# Allroad rear deck spoiler



## kmcmullen (Aug 15, 2013)

I am about to order a 2014 Allroad. The order selection sheet shows the rear deck spoiler as a $580 option. I have questioned two dealers and neither seemed to know if it really was optional, or if the charge is to paint it to match the rest of the car.
I have not been able to find a single Allroad advertised without the spoiler, nor have I been able to find a single one that the paint on it did not match the car. So sounds like a mandatory "option". 
Wondering what would happen if I simply don't order it. ( On dealer said the spoiler was standard and paint optional). Planning Ibis white with Titanium gray, with most all the options.


----------



## spl1011 (Jul 4, 2012)

Wow... for as much looking, researching and obsessing I have done over the year and a half of purchasing and owning my allroad I have never noticed this option nor do I have any idea what it is for! Wow... Im going to do more google searches and see if I can find something.

I know there is a different spoiler for the RS4 avant in Europe. Not sure if there is a different for an S4 avant but I would imagine the deck lid spoiler option is one of those.

Another allroad owner in another forum installed an RS4 deck lid spoiler. Looks nice.

Im going to keep searching.


----------



## spl1011 (Jul 4, 2012)

Okay I perhaps found the issue.
^^^^
SET PROBLEM 1: What price does the order selection sheet in the forum thread list for the rear deck spoiler?
SET PROBLEM 2: Revise the forum thread, starting with "Wondering what would" and going on through "spoiler. Looks nice.", so that "RS4" is replaced by "RS6".
The data that comes next is separate material, apart from the forum thread.

AVAILABLE DATA:
^^^^
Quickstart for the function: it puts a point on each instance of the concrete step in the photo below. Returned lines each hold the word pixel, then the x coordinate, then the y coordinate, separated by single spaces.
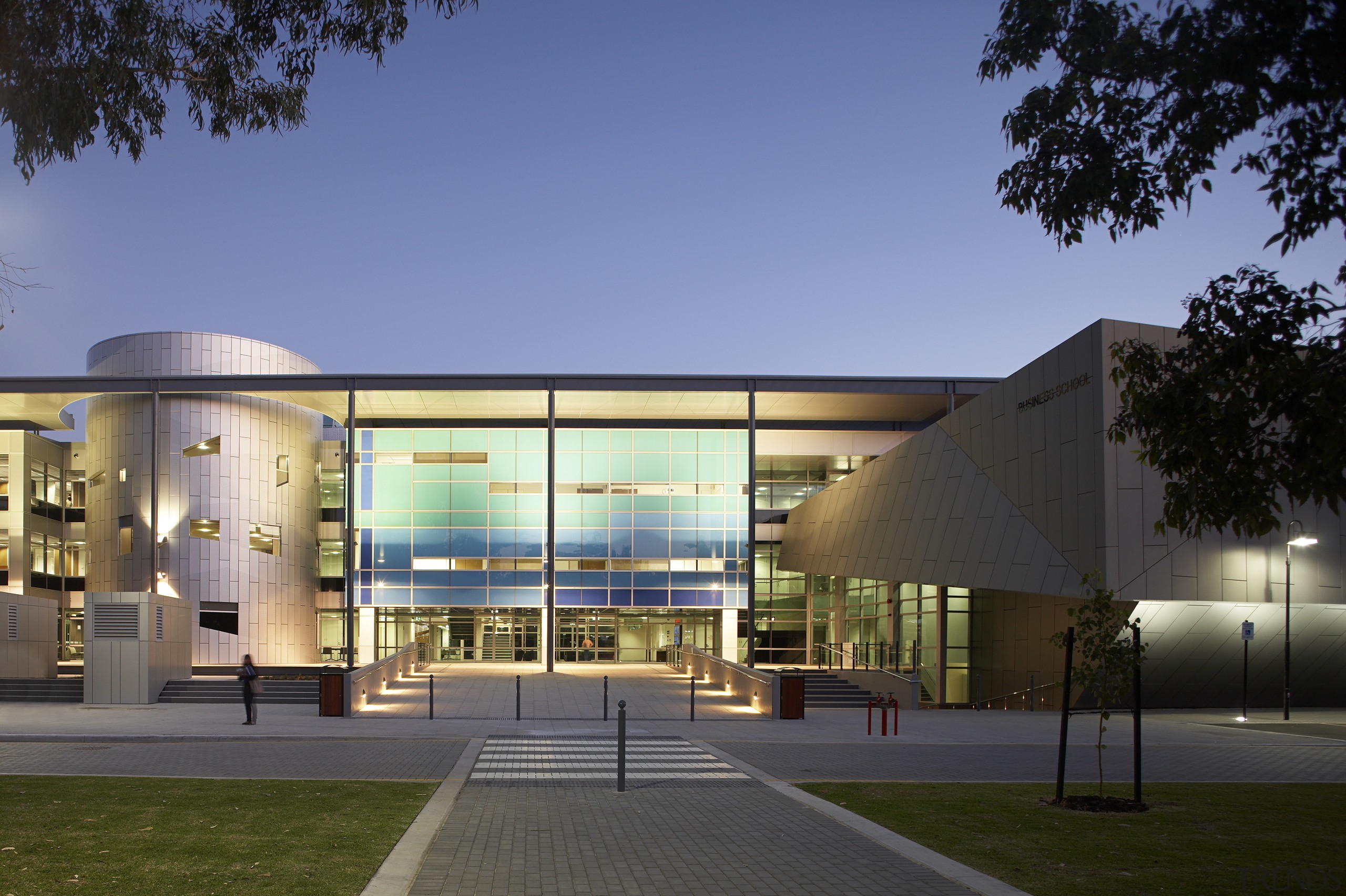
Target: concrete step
pixel 222 690
pixel 47 690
^^^^
COMPLETE ANSWER 1: $580

COMPLETE ANSWER 2:
Wondering what would happen if I simply don't order it. ( On dealer said the spoiler was standard and paint optional). Planning Ibis white with Titanium gray, with most all the options.


----------



## spl1011 (Jul 4, 2012)

Wow... for as much looking, researching and obsessing I have done over the year and a half of purchasing and owning my allroad I have never noticed this option nor do I have any idea what it is for! Wow... Im going to do more google searches and see if I can find something.

I know there is a different spoiler for the RS6 avant in Europe. Not sure if there is a different for an S4 avant but I would imagine the deck lid spoiler option is one of those.

Another allroad owner in another forum installed an RS6 deck lid spoiler. Looks nice.